> _REQUIREMENT_
All of the data below should be written out exactly.

> _DATA FOR THE TASK_
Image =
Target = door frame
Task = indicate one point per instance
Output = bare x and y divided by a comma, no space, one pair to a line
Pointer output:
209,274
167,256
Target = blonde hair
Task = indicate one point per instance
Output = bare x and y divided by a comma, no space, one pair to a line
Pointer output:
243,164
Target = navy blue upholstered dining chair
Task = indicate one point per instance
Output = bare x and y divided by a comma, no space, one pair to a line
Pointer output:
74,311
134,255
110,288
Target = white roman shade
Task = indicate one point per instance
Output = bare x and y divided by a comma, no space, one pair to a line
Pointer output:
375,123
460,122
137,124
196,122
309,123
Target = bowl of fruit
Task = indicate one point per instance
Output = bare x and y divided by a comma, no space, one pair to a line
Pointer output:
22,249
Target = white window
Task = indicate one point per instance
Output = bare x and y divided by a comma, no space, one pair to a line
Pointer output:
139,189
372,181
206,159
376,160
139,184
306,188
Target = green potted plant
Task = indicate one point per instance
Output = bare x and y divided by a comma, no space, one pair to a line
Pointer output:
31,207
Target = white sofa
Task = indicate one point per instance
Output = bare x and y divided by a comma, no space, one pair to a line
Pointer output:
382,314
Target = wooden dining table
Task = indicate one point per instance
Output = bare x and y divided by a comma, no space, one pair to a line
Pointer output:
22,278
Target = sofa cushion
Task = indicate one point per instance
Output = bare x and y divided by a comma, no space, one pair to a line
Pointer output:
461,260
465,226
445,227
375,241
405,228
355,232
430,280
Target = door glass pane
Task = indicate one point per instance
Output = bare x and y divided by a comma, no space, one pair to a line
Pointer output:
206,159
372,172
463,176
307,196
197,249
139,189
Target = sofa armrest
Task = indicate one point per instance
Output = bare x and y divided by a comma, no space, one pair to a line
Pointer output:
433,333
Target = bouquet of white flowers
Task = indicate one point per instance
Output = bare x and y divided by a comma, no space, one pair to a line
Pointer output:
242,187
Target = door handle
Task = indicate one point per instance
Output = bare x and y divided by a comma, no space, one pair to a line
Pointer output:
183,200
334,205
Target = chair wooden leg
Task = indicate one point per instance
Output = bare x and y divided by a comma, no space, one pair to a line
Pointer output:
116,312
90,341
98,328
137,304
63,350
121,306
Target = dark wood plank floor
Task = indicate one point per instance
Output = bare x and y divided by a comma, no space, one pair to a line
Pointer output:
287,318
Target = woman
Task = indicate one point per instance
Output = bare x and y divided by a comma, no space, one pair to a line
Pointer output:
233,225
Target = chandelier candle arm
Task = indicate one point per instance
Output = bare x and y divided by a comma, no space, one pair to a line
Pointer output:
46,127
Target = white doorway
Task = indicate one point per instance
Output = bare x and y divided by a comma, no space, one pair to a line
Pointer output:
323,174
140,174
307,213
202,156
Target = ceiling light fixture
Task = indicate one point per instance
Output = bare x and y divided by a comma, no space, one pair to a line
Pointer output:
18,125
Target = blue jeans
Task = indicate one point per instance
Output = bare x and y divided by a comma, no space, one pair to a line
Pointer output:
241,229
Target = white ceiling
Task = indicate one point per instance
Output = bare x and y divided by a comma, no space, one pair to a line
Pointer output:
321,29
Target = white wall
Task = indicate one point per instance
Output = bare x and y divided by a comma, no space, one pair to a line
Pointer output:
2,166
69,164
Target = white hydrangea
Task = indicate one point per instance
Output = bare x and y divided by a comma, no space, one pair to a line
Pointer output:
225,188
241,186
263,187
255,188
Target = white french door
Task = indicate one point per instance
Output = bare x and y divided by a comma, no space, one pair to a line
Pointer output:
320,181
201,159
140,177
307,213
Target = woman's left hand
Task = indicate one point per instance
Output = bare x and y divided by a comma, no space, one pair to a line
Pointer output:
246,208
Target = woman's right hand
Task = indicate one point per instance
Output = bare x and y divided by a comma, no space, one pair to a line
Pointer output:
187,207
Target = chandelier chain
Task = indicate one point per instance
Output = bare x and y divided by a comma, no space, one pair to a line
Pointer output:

> _RESULT OF THIS TASK_
Image =
Target = door frame
Task = indicate one point per instance
Output = bare x and y divided by a comma, no space, one pair to a line
Pointer output:
209,274
167,256
Target = blonde hair
Task = indicate one point per instance
Output = bare x and y divided by a comma, no space, one pair to a line
Pointer output:
243,164
Target = navy blue upholstered dining chair
Task = indicate one point per instance
Output = bare x and y divided by a comma, no space, one pair to a line
Pointer output:
74,311
134,255
110,288
Target = white roman shade
Task = indicate one point per instance
Output = bare x and y divided by a comma, no space, one pair to a line
Pointer output:
375,123
460,122
137,124
196,122
309,123
Target = bowl of fruit
Task = indicate one point per instance
Output = bare x and y divided by a comma, no space, one pair to a line
Pointer output:
22,249
Target = white window
Task = indicate one point per instance
Output = bare x and y divided by a comma, no space, one pair to a line
Pointer output:
139,189
372,181
206,159
376,160
139,184
306,188
Target = green potted plant
Task = indicate one point per instance
Output = bare x and y divided by a comma, no space, one pair to a line
Pointer output:
31,207
Target = white sofa
Task = indicate one point per instance
Output = bare x and y divided by a comma, no space, one pair to a line
Pointer output:
382,314
Target = wooden dining table
Task = indicate one point per instance
Output = bare x and y divided by a comma, no space, one pair to a line
Pointer output:
22,278
Target = sofa cushion
Task = indicate one point per instance
Output = bare x and y divided by a comma, no space, one pair to a line
Pointer output:
461,260
465,226
445,227
375,241
405,228
355,232
430,280
Target = door glass pane
Task = indicate one point per instance
Output = bare x and y divided by a comma, no space, one pair to a line
Pointer output:
206,159
372,172
463,176
307,196
197,249
139,189
Target = sofa armrest
Task = indicate one point per instance
Output = bare x and y divided by a comma, no space, one pair to a line
Pointer output:
433,333
Target = bouquet of white flowers
Task = indicate one point per instance
Output = bare x and y divided by a comma, no space, one pair to a line
Pointer output:
242,187
Target = door handle
Task = indicate one point per instance
Output = bare x and y divided by a comma, no space, one pair to a line
Pointer output:
183,200
334,205
Target = chair wooden leg
Task = indicate one point per instance
Output = bare x and y divided by a comma, no space, one pair to a line
Pointer output:
116,312
90,341
98,328
137,304
63,350
121,306
Target = dark wood plank floor
Task = indicate one point per instance
Output = bare x and y divided by a comma, no space, one pair to a line
Pointer output:
287,318
Target = woman
Task = indicate one point per instance
Output = bare x and y divided by a comma, no space, one pair to a line
Pointer output:
233,225
Target = chandelier candle arm
Task = indicate one point per instance
Output = bare x and y divided by a comma, no space, one pair to a line
Pointer output:
46,127
Target = white doorway
Task = indicate one point per instance
Output = bare x and y divided by a comma, no space, one pair to a line
Pointer output:
323,174
140,174
307,213
202,156
Target = ceiling light fixture
Task = indicate one point per instance
Output = bare x and y divided by a comma, no space, one pair to a line
Pointer output:
18,125
Target = blue jeans
Task = indicate one point per instance
Output = bare x and y divided by a comma, no space, one pair to a line
Pointer output:
241,229
Target = white ceiling
Task = indicate one point per instance
Output = bare x and y divided by a comma, no space, one pair to a line
Pointer output:
321,29
Target = white wall
Task = indicate one point per instance
Output = bare x and y divided by a comma, no space, one pair to a line
Pointer output:
2,166
69,164
Target = white hydrangea
Task = indicate one point per instance
Output = bare x and y divided by a comma, no space, one pair to a line
Pointer output:
225,188
241,186
263,187
255,188
Target = white french door
Task = indicate one point per instance
Output = bare x and y divided by a comma, no space, one pair to a line
Pointer output:
320,181
201,159
140,177
307,213
Target = woman's left hand
Task = indicate one point per instance
Output = bare x and y divided by a comma, no space, one pair to a line
Pointer output:
246,208
Target = woman's right hand
Task = indicate one point per instance
Output = bare x and y divided by a comma, no space, one pair to a line
Pointer output:
187,207
Target = chandelier chain
Task = indicate one point per instance
Output = bare x and y divided by a comma, no space, one pair to a line
Pointer output:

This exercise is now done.